Quando celebramos o dia de Finados neste 2021, não podemos nos esquecer de que é o segundo ano desta celebração vivido de forma muito restritiva.

Esse rito, pleno de significado religioso e também social, tem um importante papel simbólico numa espécie de luto coletivo e elaboração do próprio sentido da morte em meio à vida. 

Para além da tragédia sanitária que se abateu sobre a humanidade, que colocou em xeque o sistema de saúde do mundo e levantou muitas questões a respeito das desigualdades entre pessoas ricas e pessoas pobres, não podemos esquecer o quanto representa ainda para muitas milhões de famílias a ressignificação de seus lutos. 

Debruçando-nos no caso brasileiro, temos situações agravantes que certamente nos deixam ainda mais convictos do quanto se assistiu a um verdadeiro descaso do governo no enfrentamento da pandemia e na decorrência dessa omissão, criminosa até, no número de vítimas fatais e de sobreviventes sequelados. 

Se formos a números, temos mais 600 mil mortes e 150 mil orfandades, decorrentes delas. 

Outro número preocupante é o de pessoas que continuam com sequelas, mesmo depois de se recuperarem da doença - o que se chama de Covid-19 prolongada - que chegam a ser em torno de 10% das que contraíram o vírus. 

Para além desses números preocupantes temos a questão do luto e suas implicações. Em tempos recentes, talvez este tenha se tornado o maior desafio para as religiões em nosso país. 

Além do acompanhamento das famílias durante as internações - cheias de restrições sanitárias absolutamente necessárias - teve-se que acompanhar o drama de muitas famílias que foram impedidas de realizarem os ritos de despedida de seus entes queridos. 

É importante destacar a natureza coletiva dos lutos agravada não só pelo número de vítimas mas também pela maneira como esta pandemia foi tratada pela mídia. 

Diariamente a massificação de informações através de todos os meios de comunicação e os constantes conflitos de narrativas envolvendo fake news, excesso de informação e erosão da confiança da população no enfrentamento governamental da pandemia geraram medo, ansiedade e depressão tanto nos profissionais de saúde como nas famílias.

Muitas organizações religiosas tiveram que se superar no desenvolvimento de ferramentas virtuais que pudessem alcançar o maior número possível de famílias. 

Celebrações, aconselhamentos, formação de cuidadores/as e até ritos fúnebres virtuais em capelas - onde foi possível haver velório, mesmo que rápido - tiveram que ser implementadas para reduzir ao máximo os danos emocionais nas vidas das pessoas. 

Apesar desse esforço sem precedente, é importante destacar que a virtualidade não foi garantia de que lutos tenham sido vividos e ressignificados nesta difícil conjuntura. 

E sempre cabe perguntar sobre uma grande parte da população que não tem acesso a meios digitais. 

A pergunta que cabe se fazer, como organizações embasadas na fé, é: quando se poderá processar adequadamente esses lutos não vividos, reprimidos? 

Me atrevo a oferecer algumas pistas e começo pela necessidade urgente de que se avance para alcançar tratamento psicológico como serviço público de saúde.

> [Material fornecido]
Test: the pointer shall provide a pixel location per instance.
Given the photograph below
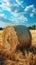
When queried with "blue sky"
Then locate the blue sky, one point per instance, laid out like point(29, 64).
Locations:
point(17, 12)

> [Tarefas]
**a)** Diga se cada afirmação concorda com o trecho selecionado e cite as palavras que decidem: (i) 2021 é o segundo ano em que o Dia de Finados é vivido de forma muito restritiva; (ii) cerca de 10% das pessoas que pegaram o vírus continuam com sequelas; (iii) a virtualidade garantiu que os lutos fossem vividos e ressignificados.
**b)** Segundo o trecho selecionado, quantas orfandades resultaram das mortes?
**c)** No trecho selecionado, reescreva a parte que começa com as palavras contendo "Para além desses" e termina em "em nosso país.", trocando "religiões" por "igrejas".

> [Respostas]
**a)**
(i) Sim: "é o segundo ano desta celebração vivido de forma muito restritiva".
(ii) Sim: "chegam a ser em torno de 10% das que contraíram o vírus".
(iii) Não: "a virtualidade não foi garantia de que lutos tenham sido vividos e ressignificados nesta difícil conjuntura".

**b)** 150 mil orfandades.

**c)**
Para além desses números preocupantes temos a questão do luto e suas implicações. Em tempos recentes, talvez este tenha se tornado o maior desafio para as igrejas em nosso país.